THE PROBLEM:
Reproduce every line of the listing below verbatim, with nothing added or left out.

(Data entries)
--- Begin ---

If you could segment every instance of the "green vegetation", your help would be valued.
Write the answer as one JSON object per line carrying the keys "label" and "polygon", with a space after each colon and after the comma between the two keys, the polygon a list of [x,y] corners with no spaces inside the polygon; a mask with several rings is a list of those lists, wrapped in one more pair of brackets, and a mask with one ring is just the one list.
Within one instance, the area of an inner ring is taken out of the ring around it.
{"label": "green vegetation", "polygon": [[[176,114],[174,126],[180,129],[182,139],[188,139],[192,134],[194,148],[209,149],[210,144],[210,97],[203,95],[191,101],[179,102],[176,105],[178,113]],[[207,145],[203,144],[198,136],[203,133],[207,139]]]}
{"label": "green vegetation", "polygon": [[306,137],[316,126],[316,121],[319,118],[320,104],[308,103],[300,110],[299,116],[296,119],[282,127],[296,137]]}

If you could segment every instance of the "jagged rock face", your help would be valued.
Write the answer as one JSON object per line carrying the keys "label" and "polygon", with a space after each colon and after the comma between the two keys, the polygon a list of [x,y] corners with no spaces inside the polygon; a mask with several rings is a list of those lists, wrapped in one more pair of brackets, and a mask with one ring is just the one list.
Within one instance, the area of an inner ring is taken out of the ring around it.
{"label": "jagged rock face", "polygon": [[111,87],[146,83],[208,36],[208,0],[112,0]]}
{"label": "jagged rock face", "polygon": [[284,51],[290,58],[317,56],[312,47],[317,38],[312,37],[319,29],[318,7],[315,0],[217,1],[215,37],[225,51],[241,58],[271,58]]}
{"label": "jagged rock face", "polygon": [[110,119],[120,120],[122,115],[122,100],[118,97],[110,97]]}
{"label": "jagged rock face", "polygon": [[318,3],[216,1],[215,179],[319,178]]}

--- End ---

ANSWER FOR THIS EXERCISE:
If you could segment every instance of the "green vegetation", your help would be valued.
Write the answer as one JSON object per line carrying the keys "label" and "polygon", with a space after each colon and after the comma between the two keys, the polygon a list of [x,y] corners with no spaces inside the polygon; a mask with several rings is a list of those lists, wrapped in one more pair of brackets, and a mask with one ring is just the one list.
Within one instance, the area of an inner ring is taken out of the ring around it.
{"label": "green vegetation", "polygon": [[[176,114],[174,126],[180,129],[182,139],[188,139],[192,134],[194,148],[209,149],[210,144],[210,97],[203,95],[191,101],[179,102],[176,105],[178,113]],[[207,145],[203,144],[198,136],[203,133],[207,139]]]}
{"label": "green vegetation", "polygon": [[306,137],[316,126],[316,121],[319,118],[320,104],[308,103],[300,110],[299,116],[296,119],[282,127],[296,137]]}

If you could segment every instance of the "jagged rock face", your help would be valued.
Write the answer as one JSON object per line carrying the keys "label" and "polygon", with a space after each colon and after the comma between the two keys, the polygon a list of [x,y] corners with no spaces inside the polygon; a mask with several rings is a list of those lists, wrapped in one more pair of brackets, and a mask with one ring is just the one list.
Within one instance, the area of an inner ring is taken out of the ring around it.
{"label": "jagged rock face", "polygon": [[111,87],[146,83],[208,36],[208,0],[112,0]]}
{"label": "jagged rock face", "polygon": [[284,51],[290,58],[317,56],[312,47],[317,38],[312,37],[319,29],[318,7],[315,0],[217,1],[215,37],[225,51],[241,58],[271,58]]}
{"label": "jagged rock face", "polygon": [[110,119],[120,120],[122,115],[122,100],[118,97],[110,97]]}
{"label": "jagged rock face", "polygon": [[318,3],[216,1],[215,179],[319,178]]}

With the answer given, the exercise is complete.